## Instructions
1. List the verbs that the passage on Spanish false friends gives as computer and Internet jargon in common use.
2. According to the passage on Spanish false friends, what is the Spanish word for "sensible"?
3. From the passage on Spanish false friends, quote everything from "The online generation" down to "in common use.".

## Excerpt to read

═══

Native English speakers more or less know that if you’re struggling to find a word in Spanish, you can add an ‘o’ or an ‘a’ to the end of an English noun—as well as “idad” for words ending “ity” and “ología” for “ology” and “ismo” for “ism”—and have a 50% chance of coming up with something close enough that people will understand what you are getting at.
Of the remaining 50% chance, there’s roughly a 33% chance each that you will, a) be misunderstood, b) say the opposite of what you mean, and c) make a complete fool of yourself.
This creative adaptation of word endings works better if you have a rough idea of which English words are Latin based, since both languages share those roots. Words with Greek origins will also usually work, since many are used for scientific names or terms.
Where this causes mistakes is with words that have a similar root or origin but have come to change their meaning in one or the other language. These words that look and sound similar but have different meanings are called false cognates – incorrectly, it turns out – or false friends.
There are many of these pairs of words in English-Spanish, and lists of them can be found with an online search.
To mention a few:
Sensible in Spanish means sensitive, or even touchy. Sensato is the word for sensible.
Sano in Spanish means healthy or whole, or clean (as in jokes), but not sane. Sane in Spanish is cuerdo—which implies “in his or her right mind”—and sanity is translated cordura, which can also mean prudence.
Sanatorio is a hospital or clinic, and sanitario is a (public) toilet or restroom.
Compromiso means commitment, promise, or engagement (to be married or any other kind), and the word for compromise is componenda, although in Mexico arreglo is commonly heard. Hardly anyone uses the word componenda.
Sometimes the meaning of similar-sounding words is the opposite or entirely different, for example, terso means smooth, not terse, and en absoluto or absolutamente means ‘absolutely not!’ I absolutely agree would be estoy completamente de acuerdo.
The transliteration of English to Spanish can also produce words that don’t exist, and native Spanish speakers who know English are also guilty of this, particularly in business world concepts which have their origin in English.
Disruption has on occasion been rendered as disrupción, when interrupción is correct.
The fashionable words, ‘accountable’ and ‘accountability’, cause no end of problems for conference speakers, who frequently end up using the English term with apologies: responsable and responsabilidad are perfectly good words, but the compound noun rendición de cuentas leads to speaker’s block when trying to convert that into an adjective.
The online generation has no such qualms about cognates—false or otherwise—and happily takes computer and Internet jargon from its original English and tags on the necessary Spanish endings, including conjugations. Uploadear, atachar, taguear, tuitear, rebootear, etc. are among verbs in common use.

═══

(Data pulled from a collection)

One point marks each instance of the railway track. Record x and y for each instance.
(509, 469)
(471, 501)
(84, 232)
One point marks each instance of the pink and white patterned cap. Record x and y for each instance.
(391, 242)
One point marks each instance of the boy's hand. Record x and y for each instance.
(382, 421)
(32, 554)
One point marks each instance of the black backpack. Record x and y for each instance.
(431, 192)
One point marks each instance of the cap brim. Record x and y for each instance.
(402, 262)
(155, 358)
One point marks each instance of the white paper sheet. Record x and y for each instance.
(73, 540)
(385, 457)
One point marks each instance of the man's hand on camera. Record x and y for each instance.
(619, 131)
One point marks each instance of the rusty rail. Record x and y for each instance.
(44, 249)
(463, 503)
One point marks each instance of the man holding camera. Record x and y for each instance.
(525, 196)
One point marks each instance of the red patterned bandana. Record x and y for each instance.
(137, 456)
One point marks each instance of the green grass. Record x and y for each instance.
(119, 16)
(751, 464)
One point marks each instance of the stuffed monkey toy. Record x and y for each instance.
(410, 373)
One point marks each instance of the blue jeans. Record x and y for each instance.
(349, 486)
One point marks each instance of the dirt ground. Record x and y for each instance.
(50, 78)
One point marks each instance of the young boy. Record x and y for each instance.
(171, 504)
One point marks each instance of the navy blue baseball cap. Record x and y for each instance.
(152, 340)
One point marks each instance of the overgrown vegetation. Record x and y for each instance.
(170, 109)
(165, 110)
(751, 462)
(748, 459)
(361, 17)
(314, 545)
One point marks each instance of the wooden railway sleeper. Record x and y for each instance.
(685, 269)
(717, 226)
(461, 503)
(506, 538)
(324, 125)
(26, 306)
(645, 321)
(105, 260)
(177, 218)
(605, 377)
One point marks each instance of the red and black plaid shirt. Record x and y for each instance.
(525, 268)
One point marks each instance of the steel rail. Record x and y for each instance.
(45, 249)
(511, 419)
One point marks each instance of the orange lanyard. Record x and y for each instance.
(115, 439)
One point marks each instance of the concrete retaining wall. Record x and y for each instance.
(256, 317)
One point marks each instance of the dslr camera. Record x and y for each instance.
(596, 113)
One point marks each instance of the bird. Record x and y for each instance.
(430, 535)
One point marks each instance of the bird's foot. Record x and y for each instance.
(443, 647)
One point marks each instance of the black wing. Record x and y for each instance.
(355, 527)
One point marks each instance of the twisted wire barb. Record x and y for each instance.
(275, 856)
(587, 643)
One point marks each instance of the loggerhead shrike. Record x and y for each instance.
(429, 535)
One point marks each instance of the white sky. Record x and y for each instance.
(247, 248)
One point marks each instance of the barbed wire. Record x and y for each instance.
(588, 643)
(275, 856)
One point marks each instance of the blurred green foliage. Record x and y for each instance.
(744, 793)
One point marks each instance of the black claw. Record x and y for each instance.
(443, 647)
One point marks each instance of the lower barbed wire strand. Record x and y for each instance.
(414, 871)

═══

## Results in order
1. Uploadear, atachar, taguear, tuitear, rebootear

2. Sensato

3.
The online generation has no such qualms about cognates—false or otherwise—and happily takes computer and Internet jargon from its original English and tags on the necessary Spanish endings, including conjugations. Uploadear, atachar, taguear, tuitear, rebootear, etc. are among verbs in common use.